= DOCUMENT =
Although simplex works in time O(C(n + m, m)) it passed system tests.
Not Too Simple, it is Too Simplex
Not TooSimple but truly subtle!!
I'm not able to understand why the function is convex. Can someone please explain?
Can anyone please tell me the complexity of Simplex Method to solve Linear Programming problems? I used that method to solve C, but I do not know its complexity.
Why does the second test case of Div. 2 problem D (Div. 1 problem B) return -1?
IN:
3 3
1 0
2 1
3 1
OUT: -1
Thanks
The graph consists of three vertices and three edges — there is an edge between each pair of vertices. For the MST we need to pick two of the edges so that their sum is minimum — therefore we pick the edges with weights 1 and 2. However, Vladislav didn't include the edge with weight 1 in his MST.
But why this test case does not return -1? A edge with weight 3 is not chosen, but a one with 4 is. Shouldn't we choose the one with 3?
IN:
4 4
2 1
3 0
3 1
4 1
OUT:
1 2
2 3
1 3
1 4
If we look at the graph that the output creates, we can see that the only way that we can reach vertex 4 is by using the edge between vertices 1 and 4. There's no spanning tree on the graph that does not include the vertex with weight 4.
Isn't the following graph valid as an output for this example (supposing we take vertex with weight 3 instead the one with 4)?
1 2
2 3
3 4
1 3
Yes.
The task was to reconstruct one of the graphs that match Vladislav's description. There are multiple different answers for sample 1. However for sample 2 no graph matches the description.
This is due to the Minimum-Cost Edge property of a MST.
If the edge of a graph with the minimum cost e is unique, then this edge is included in any MST.
Proof: if e was not included in the MST, removing any of the (larger cost) edges in the cycle formed after adding e to the MST, would yield a spanning tree of smaller weight.
In the given graph, 1 is the minimum cost edge but it is not included in the MST, hence no graph is possible.
Source: Wikipedia
But why this test case does not return -1? A edge with weight 3 is not chosen, but a one with 4 is. Shouldn't we choose the one with 3?

= INFORMATION SHOWN =
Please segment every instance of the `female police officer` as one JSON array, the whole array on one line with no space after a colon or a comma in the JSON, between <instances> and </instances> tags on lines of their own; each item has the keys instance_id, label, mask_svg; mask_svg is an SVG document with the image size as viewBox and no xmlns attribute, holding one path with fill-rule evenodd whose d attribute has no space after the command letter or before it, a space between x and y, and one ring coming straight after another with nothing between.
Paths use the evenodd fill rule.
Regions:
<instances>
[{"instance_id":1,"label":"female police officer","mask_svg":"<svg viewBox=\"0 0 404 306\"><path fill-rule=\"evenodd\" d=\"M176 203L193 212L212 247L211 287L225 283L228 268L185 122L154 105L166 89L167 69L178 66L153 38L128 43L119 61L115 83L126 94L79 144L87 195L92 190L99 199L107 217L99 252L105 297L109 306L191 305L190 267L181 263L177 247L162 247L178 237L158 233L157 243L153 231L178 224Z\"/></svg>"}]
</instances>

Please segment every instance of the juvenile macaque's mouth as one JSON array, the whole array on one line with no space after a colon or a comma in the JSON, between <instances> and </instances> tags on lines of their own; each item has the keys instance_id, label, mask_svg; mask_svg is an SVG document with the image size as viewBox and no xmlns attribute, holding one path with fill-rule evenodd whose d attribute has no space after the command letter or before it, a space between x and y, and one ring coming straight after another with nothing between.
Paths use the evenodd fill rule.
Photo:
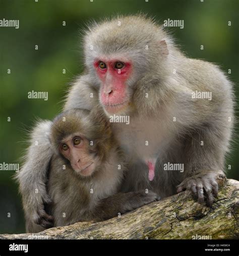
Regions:
<instances>
[{"instance_id":1,"label":"juvenile macaque's mouth","mask_svg":"<svg viewBox=\"0 0 239 256\"><path fill-rule=\"evenodd\" d=\"M89 164L89 165L87 166L86 167L85 167L84 169L82 169L81 171L80 171L80 173L83 174L83 175L85 175L86 174L87 174L87 173L89 170L88 168L89 167L93 164L93 162L92 162L91 163L90 163L90 164Z\"/></svg>"}]
</instances>

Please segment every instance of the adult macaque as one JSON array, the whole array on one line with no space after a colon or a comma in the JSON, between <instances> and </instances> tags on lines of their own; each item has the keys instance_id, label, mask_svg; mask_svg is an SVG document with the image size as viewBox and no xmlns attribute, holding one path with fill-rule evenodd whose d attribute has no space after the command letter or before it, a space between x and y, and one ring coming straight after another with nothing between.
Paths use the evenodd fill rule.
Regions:
<instances>
[{"instance_id":1,"label":"adult macaque","mask_svg":"<svg viewBox=\"0 0 239 256\"><path fill-rule=\"evenodd\" d=\"M101 108L73 109L57 116L50 140L55 153L50 161L47 206L55 227L79 221L103 221L157 199L156 193L142 190L117 192L125 163L108 119ZM41 226L26 218L27 230Z\"/></svg>"},{"instance_id":2,"label":"adult macaque","mask_svg":"<svg viewBox=\"0 0 239 256\"><path fill-rule=\"evenodd\" d=\"M142 16L94 24L84 41L85 73L70 89L65 110L90 110L99 103L108 116L130 116L129 124L112 127L129 164L121 191L147 188L163 197L187 189L211 205L225 178L233 119L225 75L215 65L186 57L160 26ZM195 99L198 92L211 94L211 100ZM25 209L43 225L50 224L43 209L53 154L44 135L50 126L40 123L33 132L18 177ZM181 169L167 167L180 164Z\"/></svg>"}]
</instances>

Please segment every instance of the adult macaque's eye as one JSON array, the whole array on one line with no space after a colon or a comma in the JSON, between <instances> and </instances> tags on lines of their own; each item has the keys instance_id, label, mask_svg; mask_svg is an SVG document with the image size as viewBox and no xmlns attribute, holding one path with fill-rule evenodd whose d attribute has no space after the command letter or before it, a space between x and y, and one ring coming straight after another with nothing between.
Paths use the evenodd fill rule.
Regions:
<instances>
[{"instance_id":1,"label":"adult macaque's eye","mask_svg":"<svg viewBox=\"0 0 239 256\"><path fill-rule=\"evenodd\" d=\"M68 146L67 146L67 144L62 144L62 148L63 149L63 150L67 150L68 149Z\"/></svg>"},{"instance_id":2,"label":"adult macaque's eye","mask_svg":"<svg viewBox=\"0 0 239 256\"><path fill-rule=\"evenodd\" d=\"M74 145L79 145L81 142L81 139L80 137L76 137L74 138L73 143Z\"/></svg>"},{"instance_id":3,"label":"adult macaque's eye","mask_svg":"<svg viewBox=\"0 0 239 256\"><path fill-rule=\"evenodd\" d=\"M114 68L121 69L124 66L124 63L122 63L122 62L116 62L114 65Z\"/></svg>"},{"instance_id":4,"label":"adult macaque's eye","mask_svg":"<svg viewBox=\"0 0 239 256\"><path fill-rule=\"evenodd\" d=\"M106 64L104 62L103 62L103 61L100 61L99 62L99 67L102 69L106 68Z\"/></svg>"}]
</instances>

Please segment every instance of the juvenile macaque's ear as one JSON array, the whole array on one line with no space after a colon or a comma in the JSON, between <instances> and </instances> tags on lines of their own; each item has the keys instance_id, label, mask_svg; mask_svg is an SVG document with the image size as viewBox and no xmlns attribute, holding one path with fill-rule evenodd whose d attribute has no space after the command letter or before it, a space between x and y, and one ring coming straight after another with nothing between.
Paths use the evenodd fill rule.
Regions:
<instances>
[{"instance_id":1,"label":"juvenile macaque's ear","mask_svg":"<svg viewBox=\"0 0 239 256\"><path fill-rule=\"evenodd\" d=\"M161 41L159 41L159 45L161 49L162 53L165 55L168 55L168 49L166 41L164 39L161 40Z\"/></svg>"}]
</instances>

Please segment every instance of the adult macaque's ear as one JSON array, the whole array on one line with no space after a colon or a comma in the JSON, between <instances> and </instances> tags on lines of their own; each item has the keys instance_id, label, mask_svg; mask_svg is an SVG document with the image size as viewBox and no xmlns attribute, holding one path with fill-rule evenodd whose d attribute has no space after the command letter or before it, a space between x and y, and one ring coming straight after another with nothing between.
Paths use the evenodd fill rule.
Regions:
<instances>
[{"instance_id":1,"label":"adult macaque's ear","mask_svg":"<svg viewBox=\"0 0 239 256\"><path fill-rule=\"evenodd\" d=\"M159 41L159 45L162 53L165 55L168 55L168 49L166 41L164 39L161 40L161 41Z\"/></svg>"}]
</instances>

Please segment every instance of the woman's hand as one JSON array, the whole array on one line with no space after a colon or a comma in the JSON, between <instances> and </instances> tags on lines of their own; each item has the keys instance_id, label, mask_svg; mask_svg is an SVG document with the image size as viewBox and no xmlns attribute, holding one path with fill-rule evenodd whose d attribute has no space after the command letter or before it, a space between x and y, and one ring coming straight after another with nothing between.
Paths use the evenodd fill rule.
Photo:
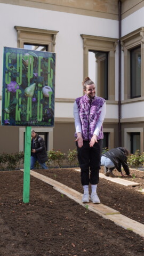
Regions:
<instances>
[{"instance_id":1,"label":"woman's hand","mask_svg":"<svg viewBox=\"0 0 144 256\"><path fill-rule=\"evenodd\" d=\"M78 147L81 148L82 146L83 146L83 140L82 137L82 134L81 132L77 132L77 137L75 140L75 141L77 141Z\"/></svg>"},{"instance_id":2,"label":"woman's hand","mask_svg":"<svg viewBox=\"0 0 144 256\"><path fill-rule=\"evenodd\" d=\"M91 147L93 147L94 144L95 142L98 143L97 135L93 135L93 137L92 137L91 139L91 141L90 142L90 146Z\"/></svg>"}]
</instances>

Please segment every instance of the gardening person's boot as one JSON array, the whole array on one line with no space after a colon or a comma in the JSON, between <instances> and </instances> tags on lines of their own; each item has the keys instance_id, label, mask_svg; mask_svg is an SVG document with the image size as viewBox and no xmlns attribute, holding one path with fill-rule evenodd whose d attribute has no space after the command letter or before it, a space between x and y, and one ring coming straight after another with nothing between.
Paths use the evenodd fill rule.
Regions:
<instances>
[{"instance_id":1,"label":"gardening person's boot","mask_svg":"<svg viewBox=\"0 0 144 256\"><path fill-rule=\"evenodd\" d=\"M109 176L109 173L108 173L108 168L107 167L104 167L104 174L106 176Z\"/></svg>"},{"instance_id":2,"label":"gardening person's boot","mask_svg":"<svg viewBox=\"0 0 144 256\"><path fill-rule=\"evenodd\" d=\"M108 174L108 176L111 178L115 178L115 175L113 173L113 171L114 170L115 167L113 167L112 168L109 168L108 171L107 171L107 173Z\"/></svg>"}]
</instances>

= EXERCISE OBJECTIVE =
Copy the forum thread on the spanning-tree problem above in its entirety, character for character.

= SOLUTION BELOW =
Although simplex works in time O(C(n + m, m)) it passed system tests.
Not Too Simple, it is Too Simplex
Not TooSimple but truly subtle!!
I'm not able to understand why the function is convex. Can someone please explain?
Can anyone please tell me the complexity of Simplex Method to solve Linear Programming problems? I used that method to solve C, but I do not know its complexity.
Why does the second test case of Div. 2 problem D (Div. 1 problem B) return -1?
IN:
3 3
1 0
2 1
3 1
OUT: -1
Thanks
The graph consists of three vertices and three edges — there is an edge between each pair of vertices. For the MST we need to pick two of the edges so that their sum is minimum — therefore we pick the edges with weights 1 and 2. However, Vladislav didn't include the edge with weight 1 in his MST.
But why this test case does not return -1? A edge with weight 3 is not chosen, but a one with 4 is. Shouldn't we choose the one with 3?
IN:
4 4
2 1
3 0
3 1
4 1
OUT:
1 2
2 3
1 3
1 4
If we look at the graph that the output creates, we can see that the only way that we can reach vertex 4 is by using the edge between vertices 1 and 4. There's no spanning tree on the graph that does not include the vertex with weight 4.
Isn't the following graph valid as an output for this example (supposing we take vertex with weight 3 instead the one with 4)?
1 2
2 3
3 4
1 3
Yes.
The task was to reconstruct one of the graphs that match Vladislav's description. There are multiple different answers for sample 1. However for sample 2 no graph matches the description.
This is due to the Minimum-Cost Edge property of a MST.
If the edge of a graph with the minimum cost e is unique, then this edge is included in any MST.
Proof: if e was not included in the MST, removing any of the (larger cost) edges in the cycle formed after adding e to the MST, would yield a spanning tree of smaller weight.
In the given graph, 1 is the minimum cost edge but it is not included in the MST, hence no graph is possible.
Source: Wikipedia
But why this test case does not return -1? A edge with weight 3 is not chosen, but a one with 4 is. Shouldn't we choose the one with 3?